> **TASK BRIEF**
Word for word, restate each entry that appears below.
(LISTED RECORDS)
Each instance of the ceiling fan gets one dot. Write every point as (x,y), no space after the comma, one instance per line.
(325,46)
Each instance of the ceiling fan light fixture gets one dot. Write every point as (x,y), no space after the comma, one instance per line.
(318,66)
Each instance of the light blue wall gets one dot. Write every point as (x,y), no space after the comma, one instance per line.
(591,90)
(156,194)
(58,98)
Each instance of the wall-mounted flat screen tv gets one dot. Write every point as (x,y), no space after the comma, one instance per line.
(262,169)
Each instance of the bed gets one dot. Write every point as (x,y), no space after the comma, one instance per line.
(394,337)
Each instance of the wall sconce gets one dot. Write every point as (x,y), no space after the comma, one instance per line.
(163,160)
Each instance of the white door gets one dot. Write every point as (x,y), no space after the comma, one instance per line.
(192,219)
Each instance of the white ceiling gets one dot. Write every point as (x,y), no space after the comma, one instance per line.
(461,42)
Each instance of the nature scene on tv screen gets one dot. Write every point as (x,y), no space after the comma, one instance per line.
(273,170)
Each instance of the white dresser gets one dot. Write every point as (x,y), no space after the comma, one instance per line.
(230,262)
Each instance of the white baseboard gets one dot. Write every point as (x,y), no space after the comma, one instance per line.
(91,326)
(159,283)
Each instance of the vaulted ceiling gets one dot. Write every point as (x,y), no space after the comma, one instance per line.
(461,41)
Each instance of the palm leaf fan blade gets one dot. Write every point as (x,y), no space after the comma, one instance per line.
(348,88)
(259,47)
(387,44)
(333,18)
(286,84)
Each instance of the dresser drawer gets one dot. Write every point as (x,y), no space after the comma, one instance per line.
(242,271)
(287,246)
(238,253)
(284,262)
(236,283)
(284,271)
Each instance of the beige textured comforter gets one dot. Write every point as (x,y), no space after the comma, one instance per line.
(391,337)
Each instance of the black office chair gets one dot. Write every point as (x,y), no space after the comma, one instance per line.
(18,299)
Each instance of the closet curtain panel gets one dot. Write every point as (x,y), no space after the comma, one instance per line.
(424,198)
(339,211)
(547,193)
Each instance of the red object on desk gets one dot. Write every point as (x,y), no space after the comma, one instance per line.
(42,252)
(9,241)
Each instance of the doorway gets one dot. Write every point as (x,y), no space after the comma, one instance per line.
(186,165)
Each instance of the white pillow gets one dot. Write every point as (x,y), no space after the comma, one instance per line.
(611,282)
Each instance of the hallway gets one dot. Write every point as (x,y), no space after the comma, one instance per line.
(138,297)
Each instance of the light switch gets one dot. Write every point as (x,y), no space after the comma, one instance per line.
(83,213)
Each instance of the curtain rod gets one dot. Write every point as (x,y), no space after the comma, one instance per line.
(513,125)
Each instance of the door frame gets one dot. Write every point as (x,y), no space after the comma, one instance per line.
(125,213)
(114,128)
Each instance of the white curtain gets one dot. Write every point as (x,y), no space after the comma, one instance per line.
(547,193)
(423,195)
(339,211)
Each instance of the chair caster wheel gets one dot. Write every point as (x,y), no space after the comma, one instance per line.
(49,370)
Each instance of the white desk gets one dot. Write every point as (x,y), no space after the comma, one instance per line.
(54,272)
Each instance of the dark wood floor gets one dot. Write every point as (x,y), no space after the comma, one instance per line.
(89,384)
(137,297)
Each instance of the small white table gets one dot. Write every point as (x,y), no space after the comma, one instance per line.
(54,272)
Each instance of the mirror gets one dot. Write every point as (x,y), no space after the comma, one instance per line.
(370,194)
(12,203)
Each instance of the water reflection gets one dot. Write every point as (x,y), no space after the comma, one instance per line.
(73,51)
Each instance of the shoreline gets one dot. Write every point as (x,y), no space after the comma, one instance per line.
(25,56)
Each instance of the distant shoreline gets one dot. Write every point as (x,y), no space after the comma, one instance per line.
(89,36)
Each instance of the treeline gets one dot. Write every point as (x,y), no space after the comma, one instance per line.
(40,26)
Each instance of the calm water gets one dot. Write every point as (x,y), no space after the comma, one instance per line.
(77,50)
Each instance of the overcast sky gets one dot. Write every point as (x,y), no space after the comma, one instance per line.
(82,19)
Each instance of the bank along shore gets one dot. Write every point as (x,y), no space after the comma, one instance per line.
(End LISTED RECORDS)
> **RESULT OF THIS EXERCISE**
Each instance of the ceiling fan gets one dot. Write every point as (x,y), no space after the comma, one instance per line.
(325,46)
Each instance of the ceiling fan light fixture gets one dot. Write every point as (x,y), no space after the comma, one instance per line.
(318,66)
Each instance of the light blue wall gets one dot. Write every point as (x,y), no space after the comma, one instance per line.
(591,90)
(156,194)
(58,98)
Each instance of the wall-mounted flat screen tv gets one dot. Write every point as (x,y), no space after the comma, one instance per line.
(262,169)
Each instance of the bed gets one dot. Write every point as (x,y), no space after the comma, one instance per line.
(394,337)
Each instance of the wall sconce gets one dot. Write every point as (x,y), no space after the comma, one instance per line.
(163,160)
Each instance of the white door gets one dot. Write every point as (x,y), no space after the comma, one instance per line.
(192,219)
Each instance of the white ceiling gets one dot. Write every point as (x,y), no space after the comma, one instance per line.
(461,42)
Each instance of the nature scene on tv screen gets one dot. Write every point as (x,y), no space after the comma, one instance per line.
(273,170)
Each instance of the white dresser gets one dot. Write every point as (x,y), no space after the comma, one instance per line.
(230,262)
Each instance of the white baseboard gets one dot. Write every point as (x,y), no space after the comma, one instance per line.
(91,326)
(159,283)
Each instance of the vaulted ceiling gets one dot. Write every point as (x,y), no space after the comma, one instance per line.
(461,41)
Each instance of the palm leaf fan blade gets one dot. Write every point as (x,y), no space after the comma, one instance per line.
(348,88)
(259,47)
(387,44)
(333,18)
(286,84)
Each instance of the dresser drawer gets one dot. Write every point as (x,y), no space after the comma, one instance per line.
(242,271)
(287,246)
(238,253)
(284,262)
(236,283)
(284,271)
Each instance of the beige textured comforter gets one dot. Write every point as (x,y), no space after the comma, one instance per line.
(391,337)
Each instance of the black office chair gets one dot. Write every point as (x,y), no space after the comma, one instance per line.
(18,299)
Each instance of the closet curtain panel gets one dot. Write every point as (x,y), no space after the comma, one instance per line.
(424,198)
(339,211)
(547,193)
Each instance of the red object on desk gets one dot. Write every point as (x,y), no space after the comma, one instance per line.
(42,252)
(9,241)
Each instance of the doorway gets one dot. Write every point as (x,y), no space after the comma, one instance per line.
(186,165)
Each instance of the white pillow gets one dot. Write every point as (x,y), no space after the comma, one instance per line.
(611,282)
Each instance of the hallway gets one dot. Write every point as (x,y), no space after the comma, one instance per line.
(138,297)
Each instance of the light switch gets one dot. Write every point as (x,y), no space after the comma, one instance per line.
(83,213)
Each instance of the curtain rod gets one dot. Write every point as (x,y), no space after the comma, one instance per line.
(513,125)
Each instance of the door frame gets one dot. Write every point as (x,y), no space after the comma, one instance per line.
(125,213)
(114,128)
Each instance of the white curtain gets one dot. Write every point as (x,y), no space after the comma, one instance per line.
(547,193)
(423,195)
(339,211)
Each instance of the chair caster wheel gets one dot. Write every point as (x,y), no space after the comma, one instance per line.
(49,370)
Each instance of the white desk gets one dot. Write every point as (x,y), no space after the comma, one instance per line.
(54,272)
Each instance of the dark wood floor gets one dot. Write every point as (x,y), no space after the comma, one instance per line.
(89,384)
(137,297)
Each instance of the small white table gets one dot. Write every point as (x,y), no space after the comma, one instance per line.
(54,272)
Each instance of the mirror gets one dot. Write every point as (x,y), no space after the comma, one instance per line.
(370,194)
(12,203)
Each instance of the water reflection gets one dot. Write every point as (x,y), no space after the comma, one instance per line.
(73,51)
Each instance of the shoreline gets one dot. Write every point as (x,y), no space after the comma, one instance per line.
(25,56)
Each instance of the distant shoreline gets one dot. Write every point as (x,y), no space after the comma, one instance per line.
(89,36)
Each instance of the treeline gets one dot. Write every point as (x,y), no space after the comma, one instance per line.
(40,26)
Each instance of the calm water gets one dot. Write every point as (x,y), no space after the comma, one instance per line.
(77,50)
Each instance of the overcast sky gets one dot. Write every point as (x,y), no space after the comma, one instance per line.
(82,19)
Each instance of the bank along shore gets one dot. Write every point as (x,y), no space after the comma, one instance per line.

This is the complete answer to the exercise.